#### [Tasks to carry out]
1 - Reproduce the passage from the post on the PEGIDA rallies word for word, starting with "The Dresden demonstrations" and going on through "PEGIDA protest planned.".
2 - According to the post on the PEGIDA rallies, about how many counter-demonstrators were expected in Stuttgart?

#### [Text section]
Wednesday Reads: Getting your goat.Posted: January 14, 2015
Ugh…I just knew that this year was going to be even shittier than last year. Wouldn’t you know that here we are not even into the 3rd week of the new year and so many horrible things are taking place all over the globe.
So, since so much of the shit is going on in Europe at the moment, particularly in France, I am going to focus on the crap going on in Germany. Because let me tell ya…this is some heavy fucking stuff, and it looks like it is going to get nasty. On a disturbingly historic kind of scale.
I’ll just give you plenty of links because so much has been written overnight. I noticed this story over a week ago when I saw mention of this PEGIDA rally in Dresden. From Jan 6th:
At least 18,000 people in the eastern German city of Dresden have taken part in rallies opposing Islamic influence in Western nations, prompting massive counter-protests in several cities.
The record number of people that took to streets in support of the right-wing populist movement known as the “Patriotic Europeans Against the Islamisisation of the Occident” (PEGIDA) on Monday came despite a call by Chancellor Angela Merkel to snub such demonstrations deemed racist by many.
Organisers of the opposing demonstrations in Berlin, Stuttgart, Cologne and Dresden said they were rallying against discrimination and xenophobia to instead promote a message of tolerance.
Businesses, churches, Cologne city’s power company and others were planning to keep their buildings and other facilities dark in solidarity with the demonstrations against the ongoing protests by PEGIDA.
Over the last three months, the crowds at PEGIDA’s demonstrations in the eastern city of Dresden, a region that has few immigrants or Muslims, have swelled from a few hundred to 17,500 just before Christmas.
Police said a similar number were expected again later on Monday night.
The Dresden demonstrations have spawned smaller PEGIDA rallies elsewhere, including gatherings planned in Berlin and Cologne on Monday night where several hundred were expected to be on hand.
By contrast, about 10,000 counter-demonstrators were expected in Berlin, 2,000 in Cologne and another 5,000 in Stuttgart where there was no PEGIDA protest planned.
I saved this article…because I planned to use it. But things sort of happened as you know. Fast forward to the latest PEGIDA rally this week, where the Dresden rally saw the largest number of people…25,000: Paul Hockenos | The Charlie Hebdo Attack Improved Pegida’s Fortunes | Foreign Affairs
The recent carnage in Paris could hardly be better fodder for Germany’s newest populist phenomenon. The movement is known as Patriotic Europeans Against the Islamization of the West, or Pegida, and this week it drew more backers than ever—an estimated 25,000—onto the streets of Dresden. The Islamophobic group pounced on the opportunity to depict Islam as an inherently violent faith that threatens Germany and is transforming the West. And, against the backdrop of heightened security concerns and the largest refugee influx since the early 1990s, it is well placed to exploit the fears that many Germans appear to harbor.

#### [Data shown]

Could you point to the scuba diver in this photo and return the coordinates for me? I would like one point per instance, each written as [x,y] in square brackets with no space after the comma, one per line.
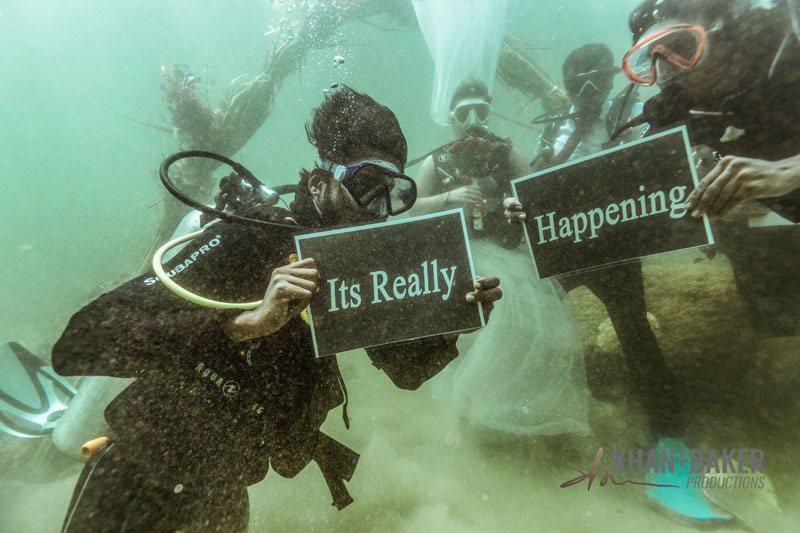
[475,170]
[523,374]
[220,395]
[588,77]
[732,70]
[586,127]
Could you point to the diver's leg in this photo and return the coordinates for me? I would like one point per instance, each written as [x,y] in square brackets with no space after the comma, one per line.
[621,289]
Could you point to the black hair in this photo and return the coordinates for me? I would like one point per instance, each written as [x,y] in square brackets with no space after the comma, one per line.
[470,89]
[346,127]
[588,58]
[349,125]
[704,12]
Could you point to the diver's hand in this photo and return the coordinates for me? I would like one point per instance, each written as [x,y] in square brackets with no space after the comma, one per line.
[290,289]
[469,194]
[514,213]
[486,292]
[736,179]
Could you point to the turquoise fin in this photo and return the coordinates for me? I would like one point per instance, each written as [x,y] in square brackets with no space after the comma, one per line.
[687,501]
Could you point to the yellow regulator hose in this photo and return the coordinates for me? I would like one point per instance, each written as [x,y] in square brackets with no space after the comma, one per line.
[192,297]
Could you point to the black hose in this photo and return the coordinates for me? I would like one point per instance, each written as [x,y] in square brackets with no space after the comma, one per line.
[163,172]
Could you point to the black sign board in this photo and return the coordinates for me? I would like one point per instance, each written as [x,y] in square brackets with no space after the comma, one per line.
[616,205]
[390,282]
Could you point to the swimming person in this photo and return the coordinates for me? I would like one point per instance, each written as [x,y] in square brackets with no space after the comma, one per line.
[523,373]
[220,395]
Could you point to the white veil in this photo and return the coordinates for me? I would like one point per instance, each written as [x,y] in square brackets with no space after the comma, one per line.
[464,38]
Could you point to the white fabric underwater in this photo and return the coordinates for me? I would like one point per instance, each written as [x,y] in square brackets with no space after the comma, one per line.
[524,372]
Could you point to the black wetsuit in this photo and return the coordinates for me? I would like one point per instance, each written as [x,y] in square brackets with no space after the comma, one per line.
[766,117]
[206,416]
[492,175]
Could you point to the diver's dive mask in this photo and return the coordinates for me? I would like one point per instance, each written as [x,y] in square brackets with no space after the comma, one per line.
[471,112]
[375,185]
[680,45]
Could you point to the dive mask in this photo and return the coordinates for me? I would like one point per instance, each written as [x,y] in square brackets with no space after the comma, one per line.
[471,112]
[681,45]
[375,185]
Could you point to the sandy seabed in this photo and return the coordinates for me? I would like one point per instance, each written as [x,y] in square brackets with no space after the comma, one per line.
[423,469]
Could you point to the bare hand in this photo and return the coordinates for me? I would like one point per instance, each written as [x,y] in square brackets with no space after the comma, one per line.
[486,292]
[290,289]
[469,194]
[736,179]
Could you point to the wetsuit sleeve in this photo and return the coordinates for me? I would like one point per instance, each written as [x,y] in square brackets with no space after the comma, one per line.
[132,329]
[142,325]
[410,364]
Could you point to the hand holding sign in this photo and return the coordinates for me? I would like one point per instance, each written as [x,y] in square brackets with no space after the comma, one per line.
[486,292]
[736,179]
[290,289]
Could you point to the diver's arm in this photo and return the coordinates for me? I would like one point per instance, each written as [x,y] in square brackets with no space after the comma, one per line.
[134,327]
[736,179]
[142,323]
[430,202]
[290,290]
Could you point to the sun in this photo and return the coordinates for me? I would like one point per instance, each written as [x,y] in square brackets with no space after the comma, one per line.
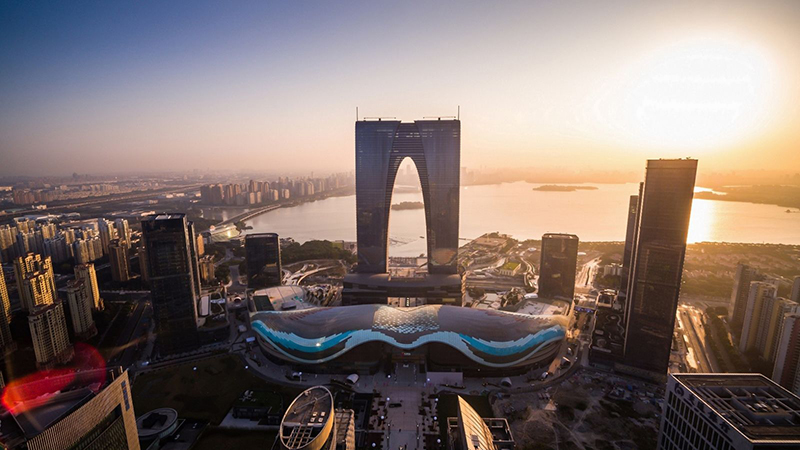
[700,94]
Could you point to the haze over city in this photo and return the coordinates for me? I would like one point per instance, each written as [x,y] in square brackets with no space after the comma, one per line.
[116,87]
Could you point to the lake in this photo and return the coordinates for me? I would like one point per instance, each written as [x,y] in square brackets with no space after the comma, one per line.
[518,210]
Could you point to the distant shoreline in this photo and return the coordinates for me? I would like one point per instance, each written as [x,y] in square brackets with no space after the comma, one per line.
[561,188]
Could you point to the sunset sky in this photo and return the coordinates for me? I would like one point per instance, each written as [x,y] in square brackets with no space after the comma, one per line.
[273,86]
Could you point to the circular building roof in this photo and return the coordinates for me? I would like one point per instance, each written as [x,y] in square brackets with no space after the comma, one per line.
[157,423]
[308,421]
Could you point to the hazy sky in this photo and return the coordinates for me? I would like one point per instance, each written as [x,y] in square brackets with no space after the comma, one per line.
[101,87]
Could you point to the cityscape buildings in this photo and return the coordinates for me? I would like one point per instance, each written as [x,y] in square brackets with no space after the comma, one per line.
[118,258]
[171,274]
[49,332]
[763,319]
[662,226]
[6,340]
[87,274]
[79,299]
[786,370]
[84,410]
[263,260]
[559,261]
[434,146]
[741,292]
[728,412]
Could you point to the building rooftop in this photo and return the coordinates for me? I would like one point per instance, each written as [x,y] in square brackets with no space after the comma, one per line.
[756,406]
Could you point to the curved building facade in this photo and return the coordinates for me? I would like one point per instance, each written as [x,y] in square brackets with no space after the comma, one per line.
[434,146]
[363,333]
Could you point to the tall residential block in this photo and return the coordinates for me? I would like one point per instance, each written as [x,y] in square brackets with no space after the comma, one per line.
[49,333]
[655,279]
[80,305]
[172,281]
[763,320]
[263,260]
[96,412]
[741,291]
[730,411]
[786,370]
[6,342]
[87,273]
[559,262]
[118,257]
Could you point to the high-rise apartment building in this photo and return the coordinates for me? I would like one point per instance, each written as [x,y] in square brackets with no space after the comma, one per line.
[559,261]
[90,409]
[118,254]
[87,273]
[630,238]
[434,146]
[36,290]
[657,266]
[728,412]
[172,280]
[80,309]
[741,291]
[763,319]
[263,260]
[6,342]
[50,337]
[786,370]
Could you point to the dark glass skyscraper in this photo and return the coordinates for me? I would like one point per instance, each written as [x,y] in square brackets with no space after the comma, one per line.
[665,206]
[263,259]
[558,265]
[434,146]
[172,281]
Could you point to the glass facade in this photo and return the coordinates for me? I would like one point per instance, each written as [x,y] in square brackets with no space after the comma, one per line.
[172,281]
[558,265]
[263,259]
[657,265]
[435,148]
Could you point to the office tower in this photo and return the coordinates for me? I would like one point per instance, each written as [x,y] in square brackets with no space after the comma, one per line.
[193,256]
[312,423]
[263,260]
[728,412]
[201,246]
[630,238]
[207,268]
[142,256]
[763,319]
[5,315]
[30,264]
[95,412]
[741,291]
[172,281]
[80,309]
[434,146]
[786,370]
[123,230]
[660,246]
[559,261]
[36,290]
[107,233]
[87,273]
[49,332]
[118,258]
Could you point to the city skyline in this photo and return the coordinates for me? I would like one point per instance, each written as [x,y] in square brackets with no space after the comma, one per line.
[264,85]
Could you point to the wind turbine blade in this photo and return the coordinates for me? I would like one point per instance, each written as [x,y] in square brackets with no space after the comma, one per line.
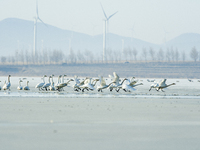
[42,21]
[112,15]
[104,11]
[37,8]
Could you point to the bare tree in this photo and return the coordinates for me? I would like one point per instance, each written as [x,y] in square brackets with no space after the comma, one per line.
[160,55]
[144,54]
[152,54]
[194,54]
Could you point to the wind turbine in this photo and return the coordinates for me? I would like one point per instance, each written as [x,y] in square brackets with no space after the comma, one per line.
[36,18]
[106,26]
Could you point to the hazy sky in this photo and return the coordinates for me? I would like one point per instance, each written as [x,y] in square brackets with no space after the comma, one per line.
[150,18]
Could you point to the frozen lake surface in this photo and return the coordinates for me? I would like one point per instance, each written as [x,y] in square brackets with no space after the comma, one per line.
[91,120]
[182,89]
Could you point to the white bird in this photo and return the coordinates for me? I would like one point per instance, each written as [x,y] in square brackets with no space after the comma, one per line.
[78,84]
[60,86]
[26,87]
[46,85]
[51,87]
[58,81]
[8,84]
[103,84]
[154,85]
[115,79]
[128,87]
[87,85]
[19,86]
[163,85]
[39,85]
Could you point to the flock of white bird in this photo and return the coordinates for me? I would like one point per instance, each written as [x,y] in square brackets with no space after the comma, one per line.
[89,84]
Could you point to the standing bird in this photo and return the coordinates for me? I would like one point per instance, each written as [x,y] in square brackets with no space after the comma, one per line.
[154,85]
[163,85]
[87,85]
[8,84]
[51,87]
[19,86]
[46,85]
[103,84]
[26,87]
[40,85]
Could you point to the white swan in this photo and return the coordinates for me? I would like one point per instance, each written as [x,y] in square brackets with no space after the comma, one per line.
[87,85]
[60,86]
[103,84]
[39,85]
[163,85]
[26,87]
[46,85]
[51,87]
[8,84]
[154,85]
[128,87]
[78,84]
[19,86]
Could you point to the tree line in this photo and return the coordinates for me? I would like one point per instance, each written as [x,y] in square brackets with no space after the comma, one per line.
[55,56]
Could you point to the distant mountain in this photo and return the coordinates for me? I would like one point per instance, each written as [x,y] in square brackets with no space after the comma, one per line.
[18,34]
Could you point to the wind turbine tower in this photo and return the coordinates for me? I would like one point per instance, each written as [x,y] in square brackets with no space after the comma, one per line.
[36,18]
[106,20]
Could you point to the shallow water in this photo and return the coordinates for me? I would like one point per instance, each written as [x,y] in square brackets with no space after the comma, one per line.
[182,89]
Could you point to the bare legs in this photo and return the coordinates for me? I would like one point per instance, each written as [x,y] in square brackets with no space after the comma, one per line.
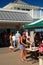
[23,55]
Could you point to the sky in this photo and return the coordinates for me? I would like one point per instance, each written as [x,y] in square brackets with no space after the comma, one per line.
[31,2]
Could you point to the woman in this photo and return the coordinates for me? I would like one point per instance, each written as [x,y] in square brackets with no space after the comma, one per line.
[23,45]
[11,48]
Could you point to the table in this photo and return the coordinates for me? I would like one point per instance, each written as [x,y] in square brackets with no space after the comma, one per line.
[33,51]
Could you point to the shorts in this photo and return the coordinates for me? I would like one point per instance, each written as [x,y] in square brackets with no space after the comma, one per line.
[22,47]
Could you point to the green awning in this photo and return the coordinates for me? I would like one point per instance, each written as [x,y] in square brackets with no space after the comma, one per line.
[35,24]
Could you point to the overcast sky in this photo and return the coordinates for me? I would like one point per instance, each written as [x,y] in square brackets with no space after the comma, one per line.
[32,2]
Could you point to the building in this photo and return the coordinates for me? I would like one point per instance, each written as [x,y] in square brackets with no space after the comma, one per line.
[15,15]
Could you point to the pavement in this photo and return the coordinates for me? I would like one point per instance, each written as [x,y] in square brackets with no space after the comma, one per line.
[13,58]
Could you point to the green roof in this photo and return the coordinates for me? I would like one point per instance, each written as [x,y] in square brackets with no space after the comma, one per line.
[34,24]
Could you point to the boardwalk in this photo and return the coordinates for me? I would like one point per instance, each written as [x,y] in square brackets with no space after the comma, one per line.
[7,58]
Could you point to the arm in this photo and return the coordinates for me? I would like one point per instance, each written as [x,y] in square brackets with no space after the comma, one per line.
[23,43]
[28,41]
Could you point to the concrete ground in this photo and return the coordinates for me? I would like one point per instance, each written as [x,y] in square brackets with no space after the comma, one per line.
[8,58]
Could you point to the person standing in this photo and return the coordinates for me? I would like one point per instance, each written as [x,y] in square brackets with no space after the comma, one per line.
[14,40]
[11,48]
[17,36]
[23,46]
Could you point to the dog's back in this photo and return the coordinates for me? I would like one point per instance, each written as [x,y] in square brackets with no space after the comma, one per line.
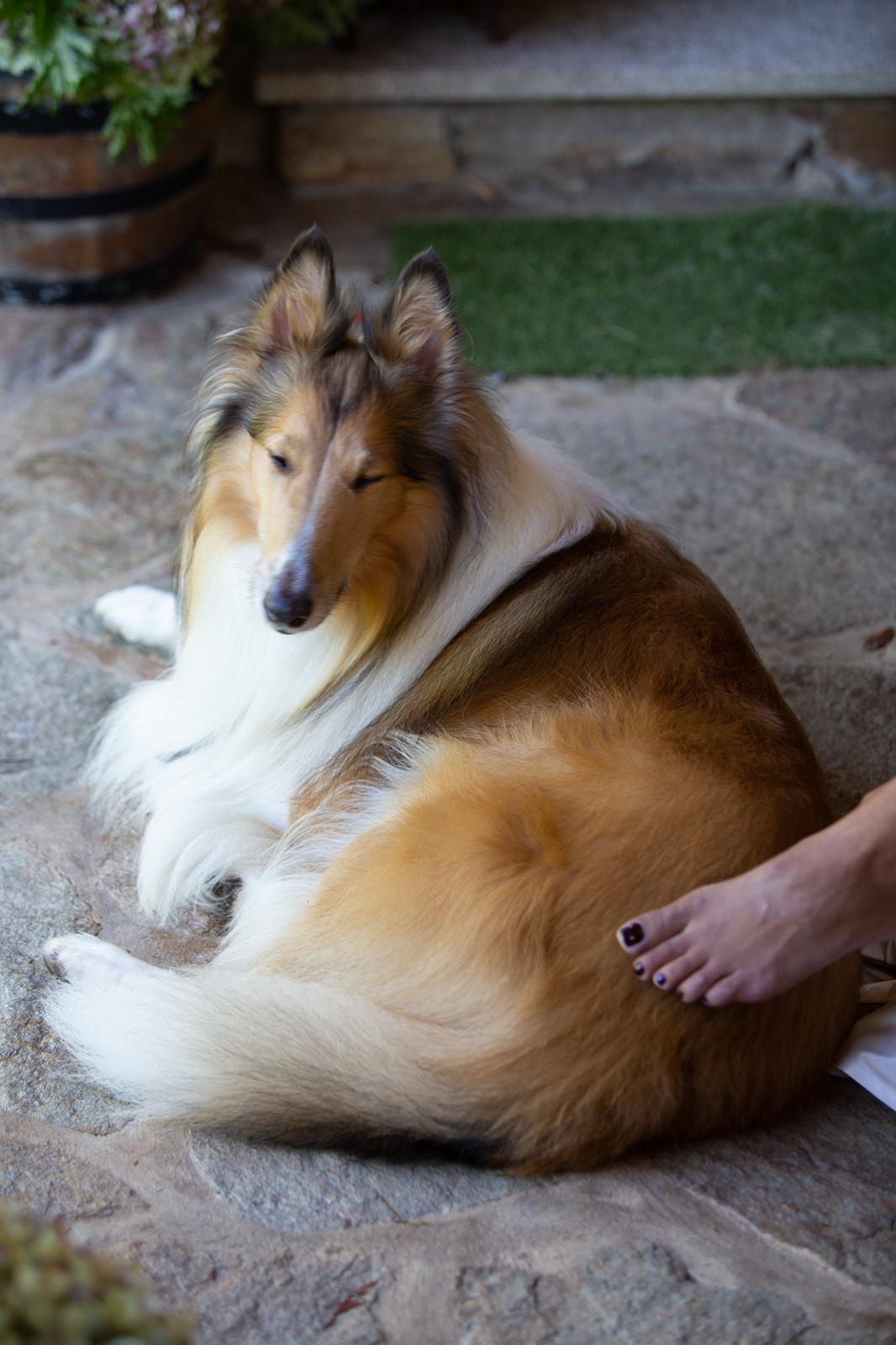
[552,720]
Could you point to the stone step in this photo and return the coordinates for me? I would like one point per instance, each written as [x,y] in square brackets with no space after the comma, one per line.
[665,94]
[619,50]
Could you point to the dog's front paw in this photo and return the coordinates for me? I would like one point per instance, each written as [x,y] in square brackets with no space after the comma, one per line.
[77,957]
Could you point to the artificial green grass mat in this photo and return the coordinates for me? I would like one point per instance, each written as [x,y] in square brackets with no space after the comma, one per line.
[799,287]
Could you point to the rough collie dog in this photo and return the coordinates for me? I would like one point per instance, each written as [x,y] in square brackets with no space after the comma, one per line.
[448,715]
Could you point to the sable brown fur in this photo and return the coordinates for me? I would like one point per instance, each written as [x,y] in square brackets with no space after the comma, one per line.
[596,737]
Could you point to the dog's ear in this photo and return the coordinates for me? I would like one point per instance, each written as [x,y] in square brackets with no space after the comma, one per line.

#### [Per-task outputs]
1 -
The Dresden demonstrations have spawned smaller PEGIDA rallies elsewhere, including gatherings planned in Berlin and Cologne on Monday night where several hundred were expected to be on hand.
By contrast, about 10,000 counter-demonstrators were expected in Berlin, 2,000 in Cologne and another 5,000 in Stuttgart where there was no PEGIDA protest planned.

2 - About 5,000.